Excerpted records ::
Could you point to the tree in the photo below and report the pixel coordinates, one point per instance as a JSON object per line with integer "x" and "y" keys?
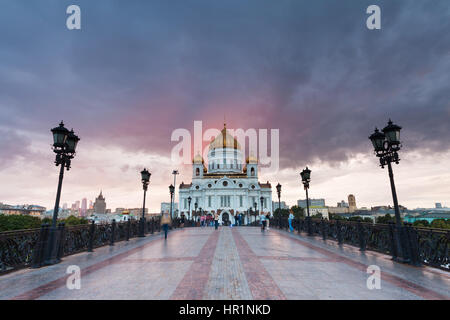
{"x": 421, "y": 223}
{"x": 298, "y": 212}
{"x": 386, "y": 219}
{"x": 440, "y": 223}
{"x": 284, "y": 213}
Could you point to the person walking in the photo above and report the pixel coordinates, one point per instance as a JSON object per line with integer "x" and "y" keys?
{"x": 216, "y": 220}
{"x": 291, "y": 217}
{"x": 182, "y": 221}
{"x": 165, "y": 222}
{"x": 202, "y": 220}
{"x": 262, "y": 218}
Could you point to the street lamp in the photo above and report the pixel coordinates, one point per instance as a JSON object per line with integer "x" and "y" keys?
{"x": 261, "y": 199}
{"x": 306, "y": 179}
{"x": 64, "y": 145}
{"x": 279, "y": 197}
{"x": 145, "y": 177}
{"x": 189, "y": 202}
{"x": 195, "y": 206}
{"x": 174, "y": 172}
{"x": 171, "y": 190}
{"x": 386, "y": 145}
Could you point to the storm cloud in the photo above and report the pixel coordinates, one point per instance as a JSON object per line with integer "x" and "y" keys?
{"x": 137, "y": 70}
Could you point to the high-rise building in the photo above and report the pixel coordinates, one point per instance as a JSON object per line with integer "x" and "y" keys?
{"x": 83, "y": 207}
{"x": 351, "y": 203}
{"x": 100, "y": 204}
{"x": 312, "y": 203}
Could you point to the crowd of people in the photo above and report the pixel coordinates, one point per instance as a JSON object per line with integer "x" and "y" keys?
{"x": 210, "y": 220}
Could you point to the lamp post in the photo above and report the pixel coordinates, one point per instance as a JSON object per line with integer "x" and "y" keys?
{"x": 261, "y": 199}
{"x": 279, "y": 197}
{"x": 386, "y": 146}
{"x": 64, "y": 145}
{"x": 145, "y": 177}
{"x": 171, "y": 190}
{"x": 189, "y": 203}
{"x": 174, "y": 172}
{"x": 306, "y": 179}
{"x": 195, "y": 214}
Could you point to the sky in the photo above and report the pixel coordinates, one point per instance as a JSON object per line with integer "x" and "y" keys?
{"x": 138, "y": 70}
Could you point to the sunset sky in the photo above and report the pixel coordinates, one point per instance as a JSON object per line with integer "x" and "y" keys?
{"x": 138, "y": 70}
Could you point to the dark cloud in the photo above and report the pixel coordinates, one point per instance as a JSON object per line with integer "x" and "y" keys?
{"x": 139, "y": 69}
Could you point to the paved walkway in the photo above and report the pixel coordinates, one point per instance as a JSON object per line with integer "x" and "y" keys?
{"x": 231, "y": 263}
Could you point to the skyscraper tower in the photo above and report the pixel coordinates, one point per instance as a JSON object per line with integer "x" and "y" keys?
{"x": 83, "y": 207}
{"x": 351, "y": 203}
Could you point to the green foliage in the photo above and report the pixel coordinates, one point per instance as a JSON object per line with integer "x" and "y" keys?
{"x": 386, "y": 219}
{"x": 334, "y": 216}
{"x": 19, "y": 222}
{"x": 72, "y": 221}
{"x": 284, "y": 213}
{"x": 440, "y": 223}
{"x": 421, "y": 223}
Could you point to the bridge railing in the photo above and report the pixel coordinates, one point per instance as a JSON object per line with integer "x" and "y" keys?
{"x": 427, "y": 246}
{"x": 25, "y": 248}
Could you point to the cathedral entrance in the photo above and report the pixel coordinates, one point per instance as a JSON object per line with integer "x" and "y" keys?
{"x": 225, "y": 219}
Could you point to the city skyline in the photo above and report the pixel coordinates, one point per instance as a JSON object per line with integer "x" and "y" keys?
{"x": 325, "y": 83}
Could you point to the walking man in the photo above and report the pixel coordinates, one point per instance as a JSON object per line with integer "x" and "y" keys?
{"x": 216, "y": 220}
{"x": 291, "y": 217}
{"x": 165, "y": 222}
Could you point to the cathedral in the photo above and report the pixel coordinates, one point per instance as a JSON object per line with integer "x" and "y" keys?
{"x": 225, "y": 184}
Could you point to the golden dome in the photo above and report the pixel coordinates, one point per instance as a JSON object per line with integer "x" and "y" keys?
{"x": 251, "y": 159}
{"x": 228, "y": 142}
{"x": 198, "y": 159}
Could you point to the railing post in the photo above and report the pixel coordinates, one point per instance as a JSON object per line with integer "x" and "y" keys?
{"x": 392, "y": 238}
{"x": 413, "y": 240}
{"x": 38, "y": 252}
{"x": 62, "y": 236}
{"x": 339, "y": 232}
{"x": 91, "y": 236}
{"x": 153, "y": 224}
{"x": 322, "y": 225}
{"x": 128, "y": 229}
{"x": 361, "y": 237}
{"x": 113, "y": 232}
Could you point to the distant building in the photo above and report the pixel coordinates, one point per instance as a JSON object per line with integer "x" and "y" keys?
{"x": 351, "y": 203}
{"x": 342, "y": 204}
{"x": 165, "y": 207}
{"x": 28, "y": 210}
{"x": 312, "y": 203}
{"x": 283, "y": 205}
{"x": 100, "y": 204}
{"x": 83, "y": 207}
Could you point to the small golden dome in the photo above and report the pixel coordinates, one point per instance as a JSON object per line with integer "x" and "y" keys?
{"x": 251, "y": 159}
{"x": 198, "y": 159}
{"x": 228, "y": 142}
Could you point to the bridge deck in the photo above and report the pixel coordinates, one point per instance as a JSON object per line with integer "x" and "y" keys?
{"x": 231, "y": 263}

Do this ::
Rewrite every line of the entries above as a numbered list, skipping any blank lines and leaving out the pictures.

Solution ::
1. Could you point to the tree in the photo below and report the pixel coordinates, one point per instance as a JSON object per line with integer "x" and "y" keys?
2. {"x": 421, "y": 223}
3. {"x": 298, "y": 212}
4. {"x": 386, "y": 219}
5. {"x": 440, "y": 223}
6. {"x": 284, "y": 213}
7. Could you point to the person walking in the photo above and report the pixel coordinates, one point per instance as a JSON object per line with integer "x" and "y" keys?
8. {"x": 216, "y": 220}
9. {"x": 291, "y": 217}
10. {"x": 182, "y": 221}
11. {"x": 165, "y": 222}
12. {"x": 202, "y": 220}
13. {"x": 262, "y": 218}
14. Could you point to the street lamp in the photo above and report the pixel coordinates, one point per instance as a JSON object per line with integer "x" and "y" keys?
15. {"x": 261, "y": 199}
16. {"x": 306, "y": 179}
17. {"x": 64, "y": 145}
18. {"x": 279, "y": 197}
19. {"x": 145, "y": 177}
20. {"x": 189, "y": 202}
21. {"x": 195, "y": 206}
22. {"x": 174, "y": 172}
23. {"x": 171, "y": 190}
24. {"x": 386, "y": 145}
25. Could you point to the storm cloud in the photo above and report the pixel coordinates, one point per instance as a JSON object per line with integer "x" and "y" keys?
26. {"x": 137, "y": 70}
27. Could you point to the high-rise building in the photo above and report the pixel coordinates, one point per instance as a JSON object per line with integer "x" and "y" keys?
28. {"x": 83, "y": 207}
29. {"x": 351, "y": 203}
30. {"x": 100, "y": 204}
31. {"x": 312, "y": 203}
32. Could you point to the crowd of people in the photo above and report the pixel coordinates, one point per instance as a JSON object per line with integer "x" and "y" keys?
33. {"x": 210, "y": 220}
34. Could you point to the lamp post in the photo above and report the pixel coordinates, one point per instance as a JSON object per line with integer "x" and "y" keys?
35. {"x": 261, "y": 199}
36. {"x": 279, "y": 197}
37. {"x": 386, "y": 146}
38. {"x": 64, "y": 145}
39. {"x": 145, "y": 177}
40. {"x": 171, "y": 190}
41. {"x": 189, "y": 203}
42. {"x": 174, "y": 172}
43. {"x": 306, "y": 179}
44. {"x": 195, "y": 214}
45. Could you point to the sky in the photo above and report the pixel coordinates, one point per instance as a JSON object per line with integer "x" and "y" keys?
46. {"x": 138, "y": 70}
47. Could you point to the sunset sky in the photo above and report the pixel coordinates, one point per instance as a JSON object per line with integer "x" and "y" keys?
48. {"x": 138, "y": 70}
49. Could you point to the dark cloud in the photo above and report the pixel coordinates, one point per instance as a JSON object per line with integer "x" and "y" keys?
50. {"x": 139, "y": 69}
51. Could you point to the paved walkway in the photo above and report the pixel coordinates, one point per instance as a JSON object per line with integer "x" and "y" keys?
52. {"x": 231, "y": 263}
53. Could you point to the skyscraper tower in the photo above and report the pixel coordinates, one point per instance as a JSON object per line with integer "x" and "y" keys?
54. {"x": 83, "y": 207}
55. {"x": 351, "y": 203}
56. Could you point to the green foliage in the photo above and report the pixel coordinates, one point per instance as a JSON object per line with integer "x" and "y" keys?
57. {"x": 386, "y": 219}
58. {"x": 334, "y": 216}
59. {"x": 19, "y": 222}
60. {"x": 72, "y": 221}
61. {"x": 284, "y": 213}
62. {"x": 440, "y": 223}
63. {"x": 421, "y": 223}
64. Could you point to the bridge railing in the photo above and report the pixel coordinates, one point per instance as a JSON object per line with integer "x" and "y" keys?
65. {"x": 427, "y": 246}
66. {"x": 25, "y": 248}
67. Could you point to the cathedral entrance in the photo above and report the pixel coordinates, one point per instance as a JSON object per line with integer "x" and "y" keys?
68. {"x": 225, "y": 219}
69. Could you point to the city skyline in the photo above and report the pixel coordinates, one point per instance as a JSON object per line with integer "x" and "y" keys?
70. {"x": 325, "y": 83}
71. Could you point to the walking man in the photo above and report the pixel coordinates, one point per instance as a JSON object per line with integer "x" and "y" keys?
72. {"x": 216, "y": 220}
73. {"x": 291, "y": 217}
74. {"x": 165, "y": 222}
75. Could you point to the cathedral in the photo above and report the pixel coordinates, one point per instance as a JSON object per line with integer "x" and "y" keys?
76. {"x": 225, "y": 184}
77. Could you point to the golden dome in the photo above and report the pixel coordinates, one point per instance as a JSON object per line with integer "x" and "y" keys?
78. {"x": 251, "y": 159}
79. {"x": 228, "y": 142}
80. {"x": 198, "y": 159}
81. Could you point to the railing post in the photo above and report the pixel coordinates, one point per instance as a JSON object per line with integer "x" and "y" keys?
82. {"x": 392, "y": 238}
83. {"x": 413, "y": 240}
84. {"x": 38, "y": 252}
85. {"x": 62, "y": 236}
86. {"x": 339, "y": 232}
87. {"x": 91, "y": 236}
88. {"x": 153, "y": 224}
89. {"x": 322, "y": 225}
90. {"x": 128, "y": 229}
91. {"x": 361, "y": 237}
92. {"x": 113, "y": 232}
93. Could you point to the distant building in the photo above and report the pixel coordinates, one point per instance as a JSON object per line with integer "x" and "y" keys?
94. {"x": 351, "y": 203}
95. {"x": 342, "y": 204}
96. {"x": 165, "y": 207}
97. {"x": 28, "y": 210}
98. {"x": 312, "y": 203}
99. {"x": 283, "y": 205}
100. {"x": 100, "y": 204}
101. {"x": 83, "y": 207}
102. Could you point to the small golden dome in the photo above and report the pixel coordinates, one point per instance as a JSON object per line with integer "x" and "y" keys?
103. {"x": 251, "y": 159}
104. {"x": 198, "y": 159}
105. {"x": 228, "y": 142}
106. Could you point to the bridge deck in the photo above and report the pixel coordinates, one point per instance as a JSON object per line with integer "x" and "y" keys?
107. {"x": 231, "y": 263}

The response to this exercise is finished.